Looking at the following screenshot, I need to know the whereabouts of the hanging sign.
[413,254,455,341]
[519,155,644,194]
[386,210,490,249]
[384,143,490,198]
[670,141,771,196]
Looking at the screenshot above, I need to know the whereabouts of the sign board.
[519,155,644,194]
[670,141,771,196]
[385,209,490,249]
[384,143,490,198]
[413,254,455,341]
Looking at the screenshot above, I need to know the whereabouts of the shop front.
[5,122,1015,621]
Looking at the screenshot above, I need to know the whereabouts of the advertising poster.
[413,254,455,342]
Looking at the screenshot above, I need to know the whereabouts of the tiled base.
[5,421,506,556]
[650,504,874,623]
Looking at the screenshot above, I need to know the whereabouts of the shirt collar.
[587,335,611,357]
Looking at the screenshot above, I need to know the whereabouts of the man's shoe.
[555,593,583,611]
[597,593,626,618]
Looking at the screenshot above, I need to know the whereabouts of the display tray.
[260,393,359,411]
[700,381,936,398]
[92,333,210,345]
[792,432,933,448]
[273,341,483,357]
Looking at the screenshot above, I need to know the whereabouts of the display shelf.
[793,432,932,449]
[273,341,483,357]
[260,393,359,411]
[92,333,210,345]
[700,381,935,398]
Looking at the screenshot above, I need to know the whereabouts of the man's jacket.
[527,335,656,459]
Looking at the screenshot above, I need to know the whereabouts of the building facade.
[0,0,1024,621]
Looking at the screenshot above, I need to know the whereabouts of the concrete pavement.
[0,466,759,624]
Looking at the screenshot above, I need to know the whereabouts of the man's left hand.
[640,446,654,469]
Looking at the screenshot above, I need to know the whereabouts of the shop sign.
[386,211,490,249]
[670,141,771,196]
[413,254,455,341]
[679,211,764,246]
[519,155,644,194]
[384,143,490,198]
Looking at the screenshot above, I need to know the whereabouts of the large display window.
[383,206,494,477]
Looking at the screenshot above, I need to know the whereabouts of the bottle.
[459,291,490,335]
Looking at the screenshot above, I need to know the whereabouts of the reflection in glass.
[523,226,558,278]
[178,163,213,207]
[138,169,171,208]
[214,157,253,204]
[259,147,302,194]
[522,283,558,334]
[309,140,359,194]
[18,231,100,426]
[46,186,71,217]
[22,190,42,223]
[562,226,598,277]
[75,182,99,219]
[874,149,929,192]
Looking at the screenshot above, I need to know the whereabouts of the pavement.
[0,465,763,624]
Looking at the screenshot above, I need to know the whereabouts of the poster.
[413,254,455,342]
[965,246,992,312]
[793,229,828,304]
-*-
GOAL OF THE EXERCISE - Begin at the line that has "the display shelf." and stop after the line that has "[640,446,654,469]". Reproduce only those lines of the entries, switching every "man's" to "person's" and leaving everything else unchanged.

SOLUTION TO THIS EXERCISE -
Looking at the screenshot above, I need to know the whereabouts of the display shelf.
[793,432,932,449]
[273,341,483,357]
[260,393,359,411]
[92,333,210,345]
[700,381,935,398]
Looking at the screenshot above, I need to know the whereabouts of the person's jacket.
[527,335,656,459]
Looking at the screenshot above, I need to know the whereabouts of the building facade.
[0,0,1024,621]
Looking at the screenshot above, I need to know the whereabouts of the concrete pavement.
[0,466,759,624]
Looking at the screenshot above, I need to know the whereabouts of the person's left hand.
[640,446,654,469]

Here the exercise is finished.